§ **Problem details**
Extend the article below on the Powerhouse museum's virtual-reality exhibition, continuing from its final sentence rather than from the entries that follow it.

§ **Text provided**
=-=-=-=-=

The exhibitions, called "Virtual Reality" and "Altered States", will run during the school holidays but the Powerhouse museum expects as many adults as children to attend.

The Powerhouse claims to be the first museum in the world to conduct an exhibition, albeit a temporary one, on virtual reality.

According to the museum's curator of mathematics and computing, Matthew Connell, the aim of the Powerhouse has always been to feature new technologies.

"We have a tradition of presenting new technologies to the Australian public," said Connell. "These are important technologies which will have enormous impact, and we want to be there from the very beginning."

The virtual-reality exhibition will be a hands-on experience - people wearing headsets and holding joysticks will interact in computerised "virtual"worlds.

There is a choice of two virtual-reality experiences - Dactyl Nightmare(prehistoric birds swoop on you from great heights as you avoid an opponent)and Capture the Flag (ambush your opponent and seize his flag before you get shot).

Each fantasy experience takes three minutes and about 120 people will be able to participate each day. The visuals of Dactyl Nightmare and Capture the Flag will be shown on television monitors for the benefit of those who, because of time limitations, aren't able to participate.

Connell is not thrilled by the content of the virtual-reality experiences, but says the most important thing is enabling people to experience the technology.

"Dactyl Nightmare and Capture the Flag are shoot-'em-up games - they're not as bad as some video games, but that was all that was available to us," he said. "We're more interested in showing people the technology than whether the content is ideal. For a permanent exhibition we'd present a much wider choice than video arcade narratives.

"A lot of people will be interested in virtual reality as a new experience, but we want to draw attention to the enormous potential of the technology: for example, the less-sensationalist possibilities in science, education, design," said Connell.

The Powerhouse was investigating the feasibility of a virtual-reality display and speaking to companies in the United States and Japan when it discovered a Melbourne company that had begun distributing virtual-reality systems.

=-=-=-=-=

§ **Data listing**
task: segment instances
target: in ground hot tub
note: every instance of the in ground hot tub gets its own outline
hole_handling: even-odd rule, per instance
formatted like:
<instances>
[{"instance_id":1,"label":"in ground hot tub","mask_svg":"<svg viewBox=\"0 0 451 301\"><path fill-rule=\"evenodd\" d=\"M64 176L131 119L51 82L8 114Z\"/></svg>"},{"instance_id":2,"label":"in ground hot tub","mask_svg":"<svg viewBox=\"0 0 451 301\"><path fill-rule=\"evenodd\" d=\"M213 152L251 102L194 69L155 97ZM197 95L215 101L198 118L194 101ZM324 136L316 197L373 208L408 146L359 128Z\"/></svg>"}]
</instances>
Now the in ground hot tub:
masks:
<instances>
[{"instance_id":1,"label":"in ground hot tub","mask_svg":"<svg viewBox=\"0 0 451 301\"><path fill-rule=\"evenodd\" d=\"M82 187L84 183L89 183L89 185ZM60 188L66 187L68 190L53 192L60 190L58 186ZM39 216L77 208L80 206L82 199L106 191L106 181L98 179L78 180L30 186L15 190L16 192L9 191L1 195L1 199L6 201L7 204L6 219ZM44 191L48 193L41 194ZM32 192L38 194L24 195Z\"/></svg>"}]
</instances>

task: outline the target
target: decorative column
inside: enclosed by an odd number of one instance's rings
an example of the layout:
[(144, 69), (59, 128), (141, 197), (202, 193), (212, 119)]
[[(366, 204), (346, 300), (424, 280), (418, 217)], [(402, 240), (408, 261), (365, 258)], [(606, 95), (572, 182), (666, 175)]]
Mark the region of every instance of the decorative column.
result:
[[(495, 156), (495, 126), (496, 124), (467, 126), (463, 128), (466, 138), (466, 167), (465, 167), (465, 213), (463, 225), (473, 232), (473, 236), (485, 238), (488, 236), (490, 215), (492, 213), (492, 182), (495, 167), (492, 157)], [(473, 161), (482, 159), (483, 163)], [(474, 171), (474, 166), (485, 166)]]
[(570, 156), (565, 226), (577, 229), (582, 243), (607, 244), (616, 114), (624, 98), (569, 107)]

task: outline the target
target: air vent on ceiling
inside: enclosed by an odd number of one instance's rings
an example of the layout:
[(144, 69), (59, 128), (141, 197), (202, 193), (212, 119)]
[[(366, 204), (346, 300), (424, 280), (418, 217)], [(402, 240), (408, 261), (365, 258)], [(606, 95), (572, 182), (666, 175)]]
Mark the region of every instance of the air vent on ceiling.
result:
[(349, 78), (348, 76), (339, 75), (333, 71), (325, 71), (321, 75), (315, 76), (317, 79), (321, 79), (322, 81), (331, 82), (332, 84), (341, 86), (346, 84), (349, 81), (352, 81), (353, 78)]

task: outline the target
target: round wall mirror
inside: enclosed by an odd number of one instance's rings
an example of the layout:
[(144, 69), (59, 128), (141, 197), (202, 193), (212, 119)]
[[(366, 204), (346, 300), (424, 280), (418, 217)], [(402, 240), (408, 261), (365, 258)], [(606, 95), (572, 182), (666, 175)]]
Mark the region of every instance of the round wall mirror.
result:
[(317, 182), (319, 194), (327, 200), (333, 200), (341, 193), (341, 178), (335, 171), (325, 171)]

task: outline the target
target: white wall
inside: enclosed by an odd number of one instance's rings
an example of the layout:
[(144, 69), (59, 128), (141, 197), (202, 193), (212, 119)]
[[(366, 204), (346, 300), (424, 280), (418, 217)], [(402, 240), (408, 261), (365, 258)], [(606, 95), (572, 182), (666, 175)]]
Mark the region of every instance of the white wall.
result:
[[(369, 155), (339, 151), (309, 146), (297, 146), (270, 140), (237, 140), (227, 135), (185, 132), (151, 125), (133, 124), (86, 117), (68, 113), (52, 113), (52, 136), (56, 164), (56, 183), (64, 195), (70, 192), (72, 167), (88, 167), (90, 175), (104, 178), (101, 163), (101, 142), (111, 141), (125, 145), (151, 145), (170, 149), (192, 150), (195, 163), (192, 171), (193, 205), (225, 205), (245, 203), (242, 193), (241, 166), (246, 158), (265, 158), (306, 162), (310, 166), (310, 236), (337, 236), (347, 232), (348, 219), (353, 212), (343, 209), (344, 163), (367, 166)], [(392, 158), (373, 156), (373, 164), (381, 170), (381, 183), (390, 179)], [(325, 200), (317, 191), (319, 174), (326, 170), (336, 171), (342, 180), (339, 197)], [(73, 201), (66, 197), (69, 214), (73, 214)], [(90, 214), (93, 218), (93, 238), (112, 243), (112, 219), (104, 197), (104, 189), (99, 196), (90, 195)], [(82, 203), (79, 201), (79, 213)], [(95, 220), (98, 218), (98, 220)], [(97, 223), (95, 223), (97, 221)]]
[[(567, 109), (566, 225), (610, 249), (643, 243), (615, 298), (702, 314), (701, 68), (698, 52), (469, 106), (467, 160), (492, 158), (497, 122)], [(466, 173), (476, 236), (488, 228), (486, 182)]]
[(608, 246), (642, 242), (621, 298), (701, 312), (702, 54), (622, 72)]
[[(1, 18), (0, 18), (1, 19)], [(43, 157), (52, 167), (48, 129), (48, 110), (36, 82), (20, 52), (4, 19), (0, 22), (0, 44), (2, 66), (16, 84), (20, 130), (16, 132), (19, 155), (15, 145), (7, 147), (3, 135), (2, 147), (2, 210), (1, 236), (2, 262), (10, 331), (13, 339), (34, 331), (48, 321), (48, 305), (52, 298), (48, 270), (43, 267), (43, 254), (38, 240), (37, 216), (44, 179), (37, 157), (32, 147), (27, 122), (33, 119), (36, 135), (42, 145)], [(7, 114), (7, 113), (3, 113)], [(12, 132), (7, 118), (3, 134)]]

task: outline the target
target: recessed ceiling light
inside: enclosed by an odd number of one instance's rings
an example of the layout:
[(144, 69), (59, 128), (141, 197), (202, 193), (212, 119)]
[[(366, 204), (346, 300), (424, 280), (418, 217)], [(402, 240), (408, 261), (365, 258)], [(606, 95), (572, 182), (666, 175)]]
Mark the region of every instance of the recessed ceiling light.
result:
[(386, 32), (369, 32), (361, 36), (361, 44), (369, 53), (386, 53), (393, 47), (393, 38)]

=-=-=-=-=

§ **Task result**
The Virtual Reality Corporation, which formed earlier this year, has the only two commercial virtual-reality systems in Australia. They are aimed at the education market and were produced by W Industries in the United Kingdom -systems are already installed in some European and American clubs and retail stores.

The museum's director, Terence Measham, said the Powerhouse was keen to develop a permanent virtual-reality exhibition.

The other temporary exhibition, "Altered States", will focus on the popular technology "morphing", in which a computer seamlessly transforms one object on-screen into another. The technique was used in Michael Jackson's video clip Black and White, in the film Terminator 2, and is being used in some Australian television commercials.

The exhibition will feature two graphics simulations on Silicon Graphics workstations which are explored using a spaceball, or 3-D mouse. People will be able to fly over a fractal-generated landscape in a paper aeroplane, and walk through an architect's design of a building.

Jack Dikian, a futurist with Silicon Graphics, will be at the museum, conducting demonstrations and answering questions on computerised image transformation.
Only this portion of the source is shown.